**Objective**
In the spell description, what happens to a creature that fails its Dexterity saving throw?

**Text section**
Level
3rd
Casting Time
1 Action
Range/Area
120 ft.
Components
V, S, M *
Duration
Instantaneous
School
Conjuration
Attack/Save
DEX Save
Damage/Effect
Bludgeoning
You conjure up a wave of water that crashes down on an area within range. The area can be up to 30 feet long, up to 10 feet wide, and up to 10 feet tall. Each creature in that area must make a Dexterity saving throw. On a failed save, a creature takes 4d8 bludgeoning damage and is knocked prone. On a successful save, a creature takes half as much damage and isn’t knocked prone. The water then spreads out across the ground in all directions, extinguishing unprotected flames in its area and within 30 feet of it, and then it vanishes.
* - (a drop of water)
The question of being knocked back by this spell came up at my table.
When you read it, the wording is strange. Despite calling it a wave and the area being in a line, it doesn't state that it originates from the caster or from one end of the line to the other - it just says "crashes down" which we in the end decided it means it just drops down from above.
I think it would be better if it did originate from the caster and actually push with some force. It would limit its usefulness significantly in one way by not being able to be placed as easily but the ability to push creatures for some distance could be really good in its own way.
Why do you need depth? If it's cuboid then you have all the needed dimensions no? Depth is the width. Unless I'm not understanding.
If something has 676 max HP and and is at 100 current HP and is killed by PWK... it effectively dealt 100 damage, not 100 plus their max hp.

**Recorded data**
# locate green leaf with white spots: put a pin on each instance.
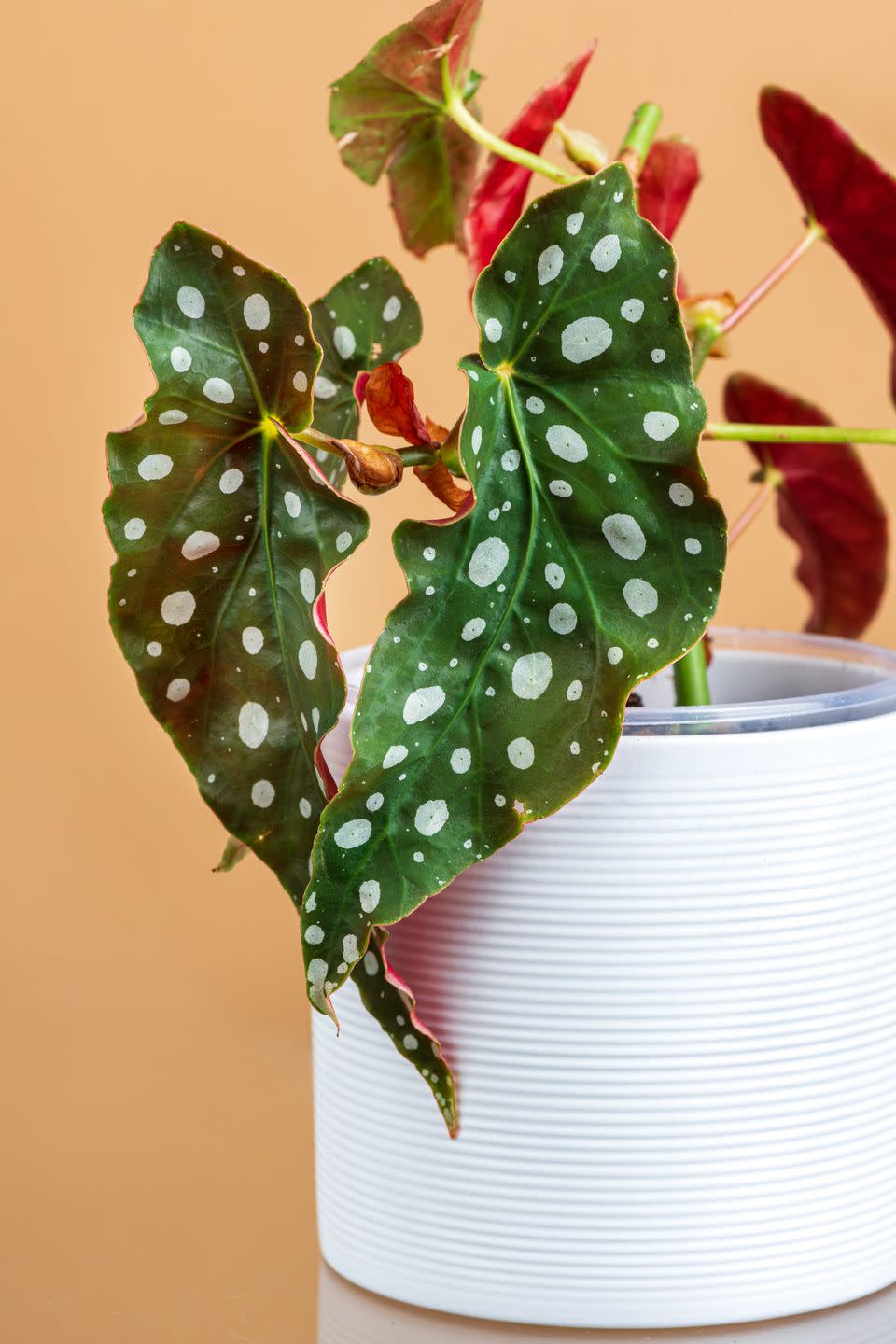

**Response to the task**
It takes 4d8 bludgeoning damage and is knocked prone.